> What you need to do: Using the listing below, copy every line that mentions "Labeling".

> Source data:
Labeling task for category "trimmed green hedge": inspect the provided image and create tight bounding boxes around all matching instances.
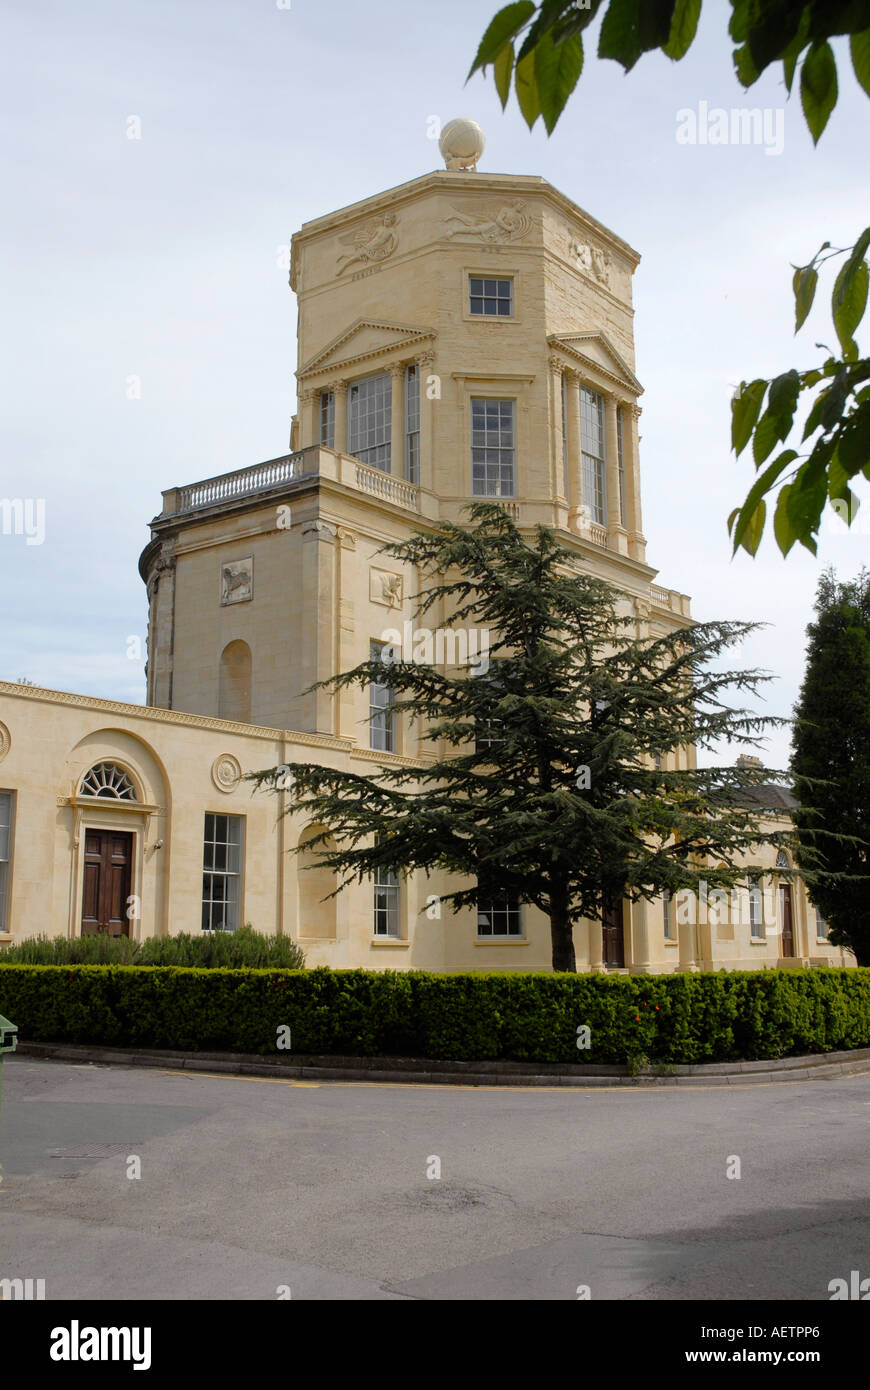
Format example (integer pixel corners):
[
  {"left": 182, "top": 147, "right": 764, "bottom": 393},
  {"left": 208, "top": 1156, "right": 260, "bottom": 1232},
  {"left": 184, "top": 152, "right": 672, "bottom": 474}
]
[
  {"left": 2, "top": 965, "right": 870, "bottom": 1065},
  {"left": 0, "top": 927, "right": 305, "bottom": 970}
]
* * *
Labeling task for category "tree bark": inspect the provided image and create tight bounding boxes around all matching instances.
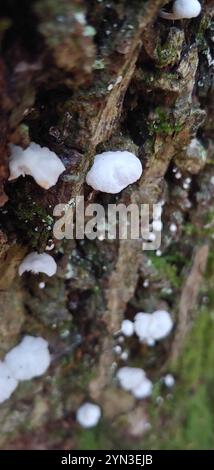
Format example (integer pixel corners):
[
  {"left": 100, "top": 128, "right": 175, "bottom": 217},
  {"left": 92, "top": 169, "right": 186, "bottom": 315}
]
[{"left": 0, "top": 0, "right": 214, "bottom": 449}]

> Task output:
Labeling task for category "trimmed green hedge": inspect the provided image and create tight bounding boxes around all matching instances.
Labeling task for category "tree bark": inspect the provided image and create tight bounding boxes around all matching instances.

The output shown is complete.